Es cierto que esto tiene sus consecuencias. Que el personaje de Thomas Hutter (Jonathan Harker en la novela) siempre ha sido un personaje un tanto torpe e insustancial aquí vuelve a repetirse, sin infravalorar el trabajo de Nicholas Hoult. Tal vez fuera Bruno Ganz, en la versión de Werner Herzog, quien supiera darle más trascendencia al personaje. Sin embargo, como decíamos antes, el mayor protagonismo de Ellen va en detrimento del protagonismo del propio Nosferatu. Eggers y su equipo hicieron una notable labor ocultando cualquier imagen de la criatura hasta el estreno de la cinta. Eso en esta época de tan viral y con tantas filtraciones, es todo un logro. De nuevo, frente a la veneración que Eggers tiene por la película de Murnau, sorprende que haya preferido una caracterización tan alejada de la imagen clásica del Max Schreck de 1922.
Ahí probablemente ha pesado más esa meticulosidad histórica del director para incluir aspectos como es el tan comentado mostacho o la indumentaria. Grotesco y repulsivo, es también un personaje que concentra de nuevo la opinión de Ellen hacia el sexo, al verlo como algo monstruoso por la represión que sufría desde niña, pero también irrefrenable y lujurioso. Eggers dilata la aparición de Orlok y, una vez presentado, también evita exponerlo del todo, dejándolo siempre entre las sombras. Lo que, de cara al público del siglo XXI, que quiere ver al Nosferatu, puede ser un hándicap, ya que, al final, la criatura queda en un muy segundo plano y eso puede ser frustrante para el espectador.
Todo esto, que puede ser interpretado como carencia de ritmo o una presencia decepcionante del vampiro, en nuestra opinión, se compensa con una lectura novedosa, diferente y muy personal de la historia por parte de un cineasta con fuerte personalidad como es Robert Eggers. Tal vez por las expectativas, los seguidores del director esperábamos aquí su obra culmen, y aunque, de momento, ésta sigue siendo El Faro, su Nosferatu nos parece una película visualmente sorprendente, con una estética muy cuidada y, sobre todo, con un discurso personal, que evita repetir miradas ajenas y busca su propia individualidad.

# DATOS REGISTRADOS:
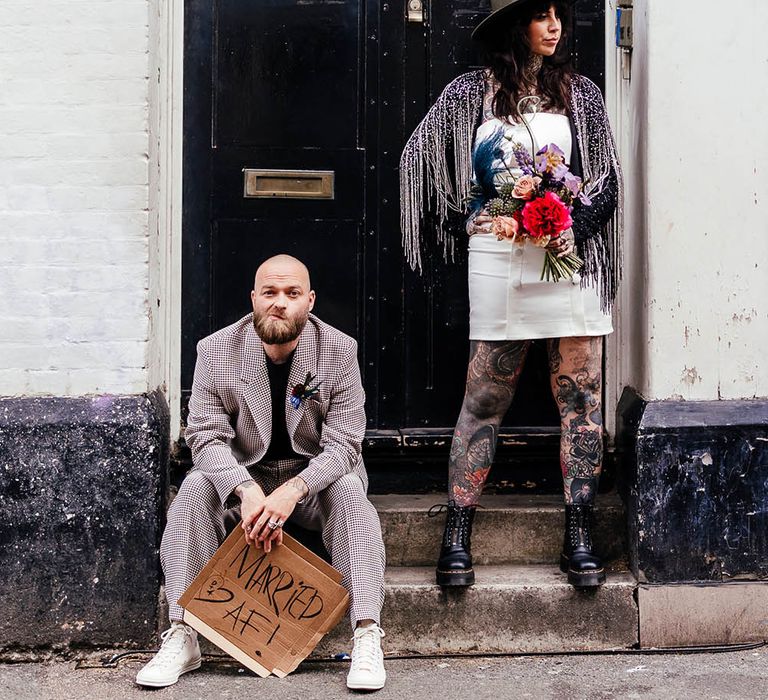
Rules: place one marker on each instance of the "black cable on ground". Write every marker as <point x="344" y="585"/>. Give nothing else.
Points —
<point x="112" y="661"/>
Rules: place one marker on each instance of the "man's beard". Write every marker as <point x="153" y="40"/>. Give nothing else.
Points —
<point x="279" y="332"/>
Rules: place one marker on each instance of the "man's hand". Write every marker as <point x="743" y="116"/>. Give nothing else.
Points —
<point x="251" y="502"/>
<point x="275" y="508"/>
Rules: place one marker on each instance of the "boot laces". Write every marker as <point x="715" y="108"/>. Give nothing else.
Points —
<point x="173" y="640"/>
<point x="580" y="529"/>
<point x="457" y="525"/>
<point x="366" y="653"/>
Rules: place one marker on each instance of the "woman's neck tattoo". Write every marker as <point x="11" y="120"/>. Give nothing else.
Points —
<point x="532" y="69"/>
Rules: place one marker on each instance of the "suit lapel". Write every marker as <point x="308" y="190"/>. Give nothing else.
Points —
<point x="256" y="393"/>
<point x="304" y="362"/>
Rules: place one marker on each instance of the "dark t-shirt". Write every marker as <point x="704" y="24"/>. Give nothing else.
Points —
<point x="280" y="445"/>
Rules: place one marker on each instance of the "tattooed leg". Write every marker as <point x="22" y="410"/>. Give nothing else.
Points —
<point x="575" y="366"/>
<point x="494" y="368"/>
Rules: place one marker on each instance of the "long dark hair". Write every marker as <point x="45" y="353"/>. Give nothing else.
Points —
<point x="505" y="52"/>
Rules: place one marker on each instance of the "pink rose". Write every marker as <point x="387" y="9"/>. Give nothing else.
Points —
<point x="525" y="187"/>
<point x="504" y="227"/>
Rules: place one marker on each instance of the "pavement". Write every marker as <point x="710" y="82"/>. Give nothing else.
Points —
<point x="701" y="676"/>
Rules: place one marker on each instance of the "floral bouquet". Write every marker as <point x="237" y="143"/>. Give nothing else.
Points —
<point x="535" y="206"/>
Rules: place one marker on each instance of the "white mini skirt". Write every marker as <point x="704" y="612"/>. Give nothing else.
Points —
<point x="509" y="301"/>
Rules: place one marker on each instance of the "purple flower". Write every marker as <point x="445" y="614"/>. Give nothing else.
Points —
<point x="522" y="158"/>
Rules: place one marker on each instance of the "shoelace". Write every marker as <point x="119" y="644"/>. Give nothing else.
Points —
<point x="173" y="640"/>
<point x="365" y="654"/>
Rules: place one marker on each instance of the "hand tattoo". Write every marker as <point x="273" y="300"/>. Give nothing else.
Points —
<point x="298" y="484"/>
<point x="245" y="485"/>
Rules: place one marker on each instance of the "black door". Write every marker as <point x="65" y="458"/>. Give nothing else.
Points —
<point x="290" y="85"/>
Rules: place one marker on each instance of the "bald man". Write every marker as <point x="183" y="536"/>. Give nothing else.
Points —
<point x="276" y="421"/>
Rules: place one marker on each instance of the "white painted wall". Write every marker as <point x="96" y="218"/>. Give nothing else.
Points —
<point x="695" y="147"/>
<point x="74" y="269"/>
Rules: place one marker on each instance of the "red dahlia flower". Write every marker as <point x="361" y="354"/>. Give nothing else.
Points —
<point x="546" y="216"/>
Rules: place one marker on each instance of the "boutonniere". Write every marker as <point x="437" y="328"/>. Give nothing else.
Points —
<point x="302" y="392"/>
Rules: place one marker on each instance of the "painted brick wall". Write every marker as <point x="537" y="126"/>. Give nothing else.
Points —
<point x="73" y="197"/>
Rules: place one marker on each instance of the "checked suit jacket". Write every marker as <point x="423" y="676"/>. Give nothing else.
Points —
<point x="230" y="411"/>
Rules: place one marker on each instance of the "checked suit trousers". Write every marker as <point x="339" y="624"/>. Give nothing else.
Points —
<point x="351" y="532"/>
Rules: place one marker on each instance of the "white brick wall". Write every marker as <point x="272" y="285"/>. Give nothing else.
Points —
<point x="73" y="196"/>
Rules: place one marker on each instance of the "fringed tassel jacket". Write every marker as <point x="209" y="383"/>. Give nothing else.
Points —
<point x="436" y="177"/>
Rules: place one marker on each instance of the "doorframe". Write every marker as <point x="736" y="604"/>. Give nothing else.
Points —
<point x="614" y="85"/>
<point x="166" y="90"/>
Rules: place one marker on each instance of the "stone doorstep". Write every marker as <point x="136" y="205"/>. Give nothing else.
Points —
<point x="673" y="615"/>
<point x="513" y="529"/>
<point x="511" y="609"/>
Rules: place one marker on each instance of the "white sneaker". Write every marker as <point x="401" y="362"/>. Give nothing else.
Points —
<point x="179" y="653"/>
<point x="367" y="672"/>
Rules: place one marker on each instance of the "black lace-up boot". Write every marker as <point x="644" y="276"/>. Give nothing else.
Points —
<point x="584" y="569"/>
<point x="454" y="567"/>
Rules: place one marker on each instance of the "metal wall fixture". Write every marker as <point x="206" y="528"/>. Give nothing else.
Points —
<point x="624" y="36"/>
<point x="415" y="9"/>
<point x="288" y="184"/>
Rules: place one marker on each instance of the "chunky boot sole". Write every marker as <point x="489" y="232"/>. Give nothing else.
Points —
<point x="460" y="577"/>
<point x="582" y="579"/>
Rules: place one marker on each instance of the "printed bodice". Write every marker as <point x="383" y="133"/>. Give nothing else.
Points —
<point x="546" y="127"/>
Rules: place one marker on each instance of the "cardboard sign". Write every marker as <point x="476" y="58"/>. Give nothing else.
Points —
<point x="268" y="611"/>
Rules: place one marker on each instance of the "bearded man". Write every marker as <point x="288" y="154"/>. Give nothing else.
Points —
<point x="276" y="421"/>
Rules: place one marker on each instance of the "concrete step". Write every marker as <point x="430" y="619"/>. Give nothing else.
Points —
<point x="511" y="609"/>
<point x="514" y="529"/>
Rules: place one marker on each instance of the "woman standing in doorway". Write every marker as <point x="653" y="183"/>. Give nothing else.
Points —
<point x="484" y="131"/>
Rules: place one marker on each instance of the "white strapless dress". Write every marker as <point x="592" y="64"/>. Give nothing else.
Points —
<point x="508" y="300"/>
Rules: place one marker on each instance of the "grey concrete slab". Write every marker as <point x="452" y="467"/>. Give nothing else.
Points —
<point x="724" y="613"/>
<point x="728" y="676"/>
<point x="510" y="609"/>
<point x="514" y="529"/>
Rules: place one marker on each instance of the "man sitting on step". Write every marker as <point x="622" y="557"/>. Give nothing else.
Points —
<point x="276" y="421"/>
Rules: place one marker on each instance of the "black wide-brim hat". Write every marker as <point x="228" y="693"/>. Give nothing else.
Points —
<point x="500" y="10"/>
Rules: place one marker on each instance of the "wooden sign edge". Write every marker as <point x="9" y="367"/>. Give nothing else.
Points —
<point x="224" y="644"/>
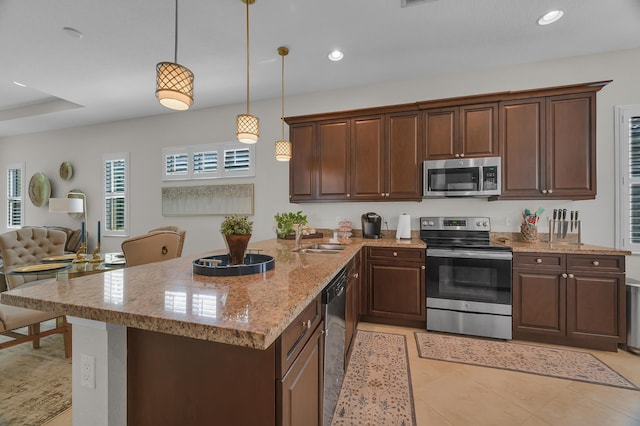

# OBJETIVO DEL EJERCICIO:
¿Puedes transcribir literalmente el pasaje del texto sobre el Nosferatu de Robert Eggers que va de "Ahí probablemente ha" a "para el espectador."?

# SOLUCIÓN A CONTINUACIÓN:
Ahí probablemente ha pesado más esa meticulosidad histórica del director para incluir aspectos como es el tan comentado mostacho o la indumentaria. Grotesco y repulsivo, es también un personaje que concentra de nuevo la opinión de Ellen hacia el sexo, al verlo como algo monstruoso por la represión que sufría desde niña, pero también irrefrenable y lujurioso. Eggers dilata la aparición de Orlok y, una vez presentado, también evita exponerlo del todo, dejándolo siempre entre las sombras. Lo que, de cara al público del siglo XXI, que quiere ver al Nosferatu, puede ser un hándicap, ya que, al final, la criatura queda en un muy segundo plano y eso puede ser frustrante para el espectador.